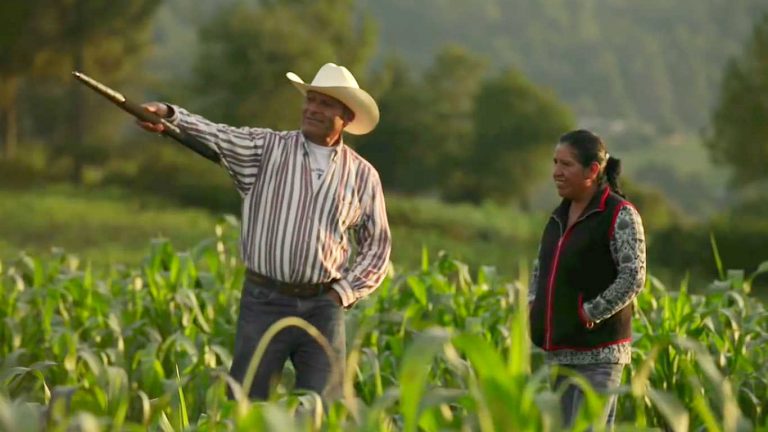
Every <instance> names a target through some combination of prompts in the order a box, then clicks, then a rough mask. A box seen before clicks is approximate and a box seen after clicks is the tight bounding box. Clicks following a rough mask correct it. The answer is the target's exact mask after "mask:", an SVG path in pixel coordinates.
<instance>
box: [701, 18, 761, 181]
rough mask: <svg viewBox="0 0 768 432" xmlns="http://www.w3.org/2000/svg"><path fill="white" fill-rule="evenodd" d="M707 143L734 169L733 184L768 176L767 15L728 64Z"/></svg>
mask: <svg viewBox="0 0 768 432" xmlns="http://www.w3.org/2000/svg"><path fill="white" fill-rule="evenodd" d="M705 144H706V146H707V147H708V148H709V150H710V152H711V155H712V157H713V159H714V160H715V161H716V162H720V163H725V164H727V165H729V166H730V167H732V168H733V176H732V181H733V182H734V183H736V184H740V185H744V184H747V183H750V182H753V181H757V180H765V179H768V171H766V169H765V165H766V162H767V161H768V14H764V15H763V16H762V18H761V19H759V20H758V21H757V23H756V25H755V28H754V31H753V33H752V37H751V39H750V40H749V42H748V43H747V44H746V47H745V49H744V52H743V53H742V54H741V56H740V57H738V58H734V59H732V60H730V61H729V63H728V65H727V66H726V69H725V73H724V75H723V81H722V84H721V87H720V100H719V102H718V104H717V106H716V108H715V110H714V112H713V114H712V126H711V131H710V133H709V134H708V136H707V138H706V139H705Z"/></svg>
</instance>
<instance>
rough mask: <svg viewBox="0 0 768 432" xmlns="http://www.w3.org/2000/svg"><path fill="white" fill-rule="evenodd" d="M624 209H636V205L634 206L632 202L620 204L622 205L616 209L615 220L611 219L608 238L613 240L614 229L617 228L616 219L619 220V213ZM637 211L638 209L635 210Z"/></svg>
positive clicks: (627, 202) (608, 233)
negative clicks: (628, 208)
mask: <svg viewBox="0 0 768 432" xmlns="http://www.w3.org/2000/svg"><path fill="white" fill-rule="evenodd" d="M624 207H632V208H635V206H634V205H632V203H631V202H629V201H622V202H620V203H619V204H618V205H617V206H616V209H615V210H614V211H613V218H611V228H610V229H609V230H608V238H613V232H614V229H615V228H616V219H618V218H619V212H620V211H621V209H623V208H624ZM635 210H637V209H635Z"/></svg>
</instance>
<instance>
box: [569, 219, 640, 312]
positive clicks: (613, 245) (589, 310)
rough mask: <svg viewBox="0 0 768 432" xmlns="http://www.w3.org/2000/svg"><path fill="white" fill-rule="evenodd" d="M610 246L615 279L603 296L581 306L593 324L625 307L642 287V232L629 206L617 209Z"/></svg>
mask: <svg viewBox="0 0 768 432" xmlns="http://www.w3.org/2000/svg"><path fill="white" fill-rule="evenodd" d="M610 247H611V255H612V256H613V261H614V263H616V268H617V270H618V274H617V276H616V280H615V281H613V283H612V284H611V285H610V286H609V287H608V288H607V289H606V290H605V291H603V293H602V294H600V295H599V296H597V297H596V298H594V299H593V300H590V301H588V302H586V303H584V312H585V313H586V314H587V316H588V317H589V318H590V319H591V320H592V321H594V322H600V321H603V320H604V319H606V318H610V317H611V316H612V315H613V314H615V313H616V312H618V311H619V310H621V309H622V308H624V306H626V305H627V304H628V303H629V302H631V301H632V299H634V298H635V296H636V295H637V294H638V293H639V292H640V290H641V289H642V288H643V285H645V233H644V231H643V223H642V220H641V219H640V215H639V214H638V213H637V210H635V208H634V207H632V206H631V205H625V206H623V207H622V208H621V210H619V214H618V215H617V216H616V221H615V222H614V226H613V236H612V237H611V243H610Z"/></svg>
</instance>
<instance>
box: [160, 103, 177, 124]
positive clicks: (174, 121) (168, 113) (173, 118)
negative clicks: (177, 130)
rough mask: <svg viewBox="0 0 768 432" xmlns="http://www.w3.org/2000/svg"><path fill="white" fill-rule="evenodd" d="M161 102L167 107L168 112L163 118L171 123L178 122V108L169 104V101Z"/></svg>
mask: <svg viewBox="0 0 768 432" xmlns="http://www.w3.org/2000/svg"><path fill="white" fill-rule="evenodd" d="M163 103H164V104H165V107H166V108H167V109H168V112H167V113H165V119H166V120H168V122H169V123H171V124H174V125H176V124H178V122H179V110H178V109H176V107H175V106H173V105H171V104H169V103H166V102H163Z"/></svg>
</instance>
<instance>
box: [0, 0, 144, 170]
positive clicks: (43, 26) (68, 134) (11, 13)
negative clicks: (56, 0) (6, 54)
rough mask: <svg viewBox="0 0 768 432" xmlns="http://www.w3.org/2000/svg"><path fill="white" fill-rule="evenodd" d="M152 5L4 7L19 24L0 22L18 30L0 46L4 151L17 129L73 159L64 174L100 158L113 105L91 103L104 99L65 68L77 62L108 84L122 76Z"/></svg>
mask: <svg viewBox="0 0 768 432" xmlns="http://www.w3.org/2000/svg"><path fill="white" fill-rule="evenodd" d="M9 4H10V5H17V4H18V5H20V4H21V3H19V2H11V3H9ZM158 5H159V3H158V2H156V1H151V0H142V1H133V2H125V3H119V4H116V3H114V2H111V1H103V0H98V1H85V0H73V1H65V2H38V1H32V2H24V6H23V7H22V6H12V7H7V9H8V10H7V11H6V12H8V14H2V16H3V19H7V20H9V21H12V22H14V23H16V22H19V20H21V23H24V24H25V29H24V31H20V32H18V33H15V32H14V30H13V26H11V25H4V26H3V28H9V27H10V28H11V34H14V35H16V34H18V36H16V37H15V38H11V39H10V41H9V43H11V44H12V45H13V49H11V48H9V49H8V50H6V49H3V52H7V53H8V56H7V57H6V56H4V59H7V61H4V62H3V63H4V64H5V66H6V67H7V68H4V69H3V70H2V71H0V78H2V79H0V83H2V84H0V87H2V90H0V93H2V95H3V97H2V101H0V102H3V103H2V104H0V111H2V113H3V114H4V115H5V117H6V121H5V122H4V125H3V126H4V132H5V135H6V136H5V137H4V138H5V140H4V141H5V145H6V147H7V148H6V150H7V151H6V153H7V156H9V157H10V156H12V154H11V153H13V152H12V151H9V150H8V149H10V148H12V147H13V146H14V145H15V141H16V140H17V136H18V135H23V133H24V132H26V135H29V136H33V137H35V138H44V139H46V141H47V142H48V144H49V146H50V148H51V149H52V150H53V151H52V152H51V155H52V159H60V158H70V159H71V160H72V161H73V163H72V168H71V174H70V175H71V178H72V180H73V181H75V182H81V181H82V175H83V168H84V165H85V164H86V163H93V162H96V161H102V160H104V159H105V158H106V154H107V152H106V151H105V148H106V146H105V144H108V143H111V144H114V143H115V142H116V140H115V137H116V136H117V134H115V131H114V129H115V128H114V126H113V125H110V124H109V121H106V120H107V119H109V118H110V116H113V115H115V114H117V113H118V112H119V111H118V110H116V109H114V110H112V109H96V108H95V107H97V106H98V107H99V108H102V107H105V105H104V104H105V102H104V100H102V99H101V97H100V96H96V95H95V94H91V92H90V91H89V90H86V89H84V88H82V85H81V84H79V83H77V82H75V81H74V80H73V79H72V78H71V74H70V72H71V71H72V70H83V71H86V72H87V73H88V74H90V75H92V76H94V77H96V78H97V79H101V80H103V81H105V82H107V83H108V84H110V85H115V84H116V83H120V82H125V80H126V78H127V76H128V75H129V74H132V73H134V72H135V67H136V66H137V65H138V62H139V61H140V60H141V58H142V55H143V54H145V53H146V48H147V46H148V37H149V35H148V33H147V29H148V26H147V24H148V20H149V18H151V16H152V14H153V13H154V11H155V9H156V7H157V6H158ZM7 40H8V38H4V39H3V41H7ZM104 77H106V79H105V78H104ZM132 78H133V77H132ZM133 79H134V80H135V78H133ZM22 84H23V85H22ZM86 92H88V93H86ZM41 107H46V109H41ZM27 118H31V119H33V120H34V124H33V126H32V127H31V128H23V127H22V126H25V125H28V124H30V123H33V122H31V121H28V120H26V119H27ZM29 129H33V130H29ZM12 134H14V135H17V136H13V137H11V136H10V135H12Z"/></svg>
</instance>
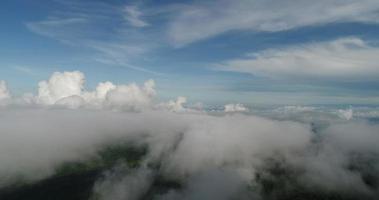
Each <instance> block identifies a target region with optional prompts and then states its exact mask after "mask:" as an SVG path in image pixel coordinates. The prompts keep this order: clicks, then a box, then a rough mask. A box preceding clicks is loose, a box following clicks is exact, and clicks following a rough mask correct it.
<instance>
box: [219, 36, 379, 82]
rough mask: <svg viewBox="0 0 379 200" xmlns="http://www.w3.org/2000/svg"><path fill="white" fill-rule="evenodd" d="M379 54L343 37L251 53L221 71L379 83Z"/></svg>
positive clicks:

* * *

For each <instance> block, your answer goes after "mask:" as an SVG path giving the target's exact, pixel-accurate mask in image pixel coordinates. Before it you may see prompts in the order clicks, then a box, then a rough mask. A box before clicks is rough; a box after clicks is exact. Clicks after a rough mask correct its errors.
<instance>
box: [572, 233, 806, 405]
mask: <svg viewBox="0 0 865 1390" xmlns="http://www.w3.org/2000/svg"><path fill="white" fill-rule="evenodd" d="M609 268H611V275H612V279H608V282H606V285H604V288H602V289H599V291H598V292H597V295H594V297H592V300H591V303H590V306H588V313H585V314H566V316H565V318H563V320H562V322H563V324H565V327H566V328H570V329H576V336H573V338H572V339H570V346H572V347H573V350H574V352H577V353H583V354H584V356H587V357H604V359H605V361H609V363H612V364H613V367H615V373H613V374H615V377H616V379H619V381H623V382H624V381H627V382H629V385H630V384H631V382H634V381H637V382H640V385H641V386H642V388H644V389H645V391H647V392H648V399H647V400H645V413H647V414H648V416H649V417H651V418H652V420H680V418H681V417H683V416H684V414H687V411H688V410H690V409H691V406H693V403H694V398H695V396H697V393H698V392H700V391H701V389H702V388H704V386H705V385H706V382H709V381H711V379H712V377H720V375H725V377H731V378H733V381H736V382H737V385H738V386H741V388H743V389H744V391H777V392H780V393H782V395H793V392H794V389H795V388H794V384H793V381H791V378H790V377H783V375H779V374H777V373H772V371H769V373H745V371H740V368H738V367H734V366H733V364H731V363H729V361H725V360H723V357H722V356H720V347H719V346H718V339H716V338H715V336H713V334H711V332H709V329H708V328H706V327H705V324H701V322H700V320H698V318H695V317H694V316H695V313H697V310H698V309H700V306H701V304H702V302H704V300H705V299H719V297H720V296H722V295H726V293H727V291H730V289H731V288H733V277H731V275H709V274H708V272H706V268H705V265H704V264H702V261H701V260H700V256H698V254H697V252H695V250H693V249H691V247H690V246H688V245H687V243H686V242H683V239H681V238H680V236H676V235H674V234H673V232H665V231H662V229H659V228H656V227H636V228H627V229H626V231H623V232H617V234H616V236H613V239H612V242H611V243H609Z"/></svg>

* * *

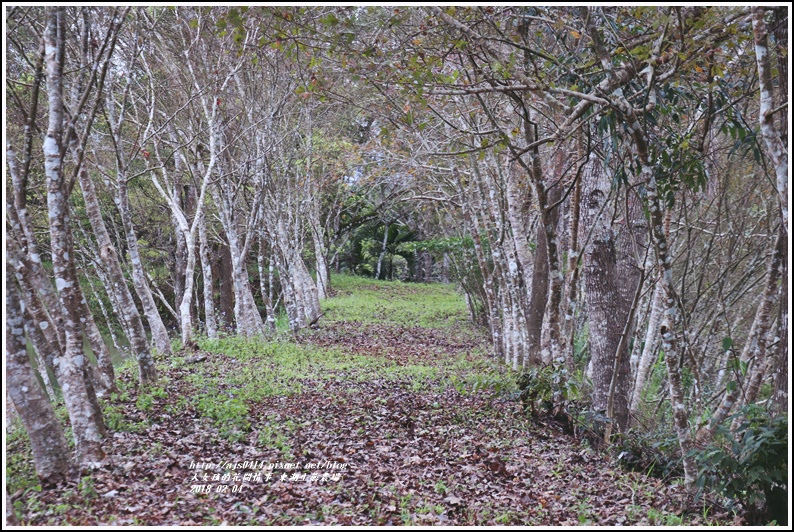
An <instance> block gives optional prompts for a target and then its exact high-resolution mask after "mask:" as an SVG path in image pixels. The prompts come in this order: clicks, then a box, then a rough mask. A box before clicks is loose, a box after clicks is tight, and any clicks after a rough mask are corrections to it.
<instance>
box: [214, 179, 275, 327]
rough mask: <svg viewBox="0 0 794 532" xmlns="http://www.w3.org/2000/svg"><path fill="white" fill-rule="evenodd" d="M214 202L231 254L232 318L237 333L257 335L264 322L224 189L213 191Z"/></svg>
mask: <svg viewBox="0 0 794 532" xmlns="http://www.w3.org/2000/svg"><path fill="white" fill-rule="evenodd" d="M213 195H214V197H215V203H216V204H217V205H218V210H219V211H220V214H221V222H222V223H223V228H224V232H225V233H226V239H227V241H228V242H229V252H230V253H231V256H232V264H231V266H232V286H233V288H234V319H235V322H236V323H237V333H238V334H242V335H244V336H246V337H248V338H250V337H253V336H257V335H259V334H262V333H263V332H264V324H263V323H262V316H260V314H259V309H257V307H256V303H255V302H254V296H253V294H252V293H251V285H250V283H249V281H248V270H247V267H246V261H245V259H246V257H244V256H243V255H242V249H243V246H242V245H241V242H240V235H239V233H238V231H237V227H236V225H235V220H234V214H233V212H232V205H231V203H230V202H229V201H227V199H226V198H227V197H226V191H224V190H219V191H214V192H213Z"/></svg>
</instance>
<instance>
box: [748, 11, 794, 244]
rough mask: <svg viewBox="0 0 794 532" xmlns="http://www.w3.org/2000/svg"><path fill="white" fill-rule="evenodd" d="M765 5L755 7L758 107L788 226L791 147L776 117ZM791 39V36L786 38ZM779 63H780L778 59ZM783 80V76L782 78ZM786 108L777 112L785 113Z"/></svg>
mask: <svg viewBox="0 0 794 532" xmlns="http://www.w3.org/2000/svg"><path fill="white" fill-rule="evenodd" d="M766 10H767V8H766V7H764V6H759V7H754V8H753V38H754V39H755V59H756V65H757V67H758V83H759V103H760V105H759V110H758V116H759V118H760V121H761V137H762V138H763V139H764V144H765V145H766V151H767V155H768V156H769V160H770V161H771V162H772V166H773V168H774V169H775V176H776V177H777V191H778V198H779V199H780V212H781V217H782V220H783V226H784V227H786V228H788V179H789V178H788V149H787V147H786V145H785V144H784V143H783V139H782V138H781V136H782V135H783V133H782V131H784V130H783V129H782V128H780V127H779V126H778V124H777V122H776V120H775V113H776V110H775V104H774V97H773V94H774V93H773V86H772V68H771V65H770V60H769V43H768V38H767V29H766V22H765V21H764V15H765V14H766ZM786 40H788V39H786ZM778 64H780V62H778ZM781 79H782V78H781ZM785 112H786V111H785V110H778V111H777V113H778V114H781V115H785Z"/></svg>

*EXERCISE DETAILS*: Would you print exactly, and only, the lines of the data above from the line with "Every <instance> names" through the line with "box: [701, 18, 761, 181]", inclusive?

*ANSWER SPACE*:
Every <instance> names a target through some combination of prompts in the order a box, then clicks, then a rough mask. A box seen before clicks is approximate and a box seen after clicks is the tight bounding box. Clicks following a rough mask correct it. The answer is the target's exact mask after "mask:", an SVG path in pixel coordinates.
<instance>
box: [701, 18, 761, 181]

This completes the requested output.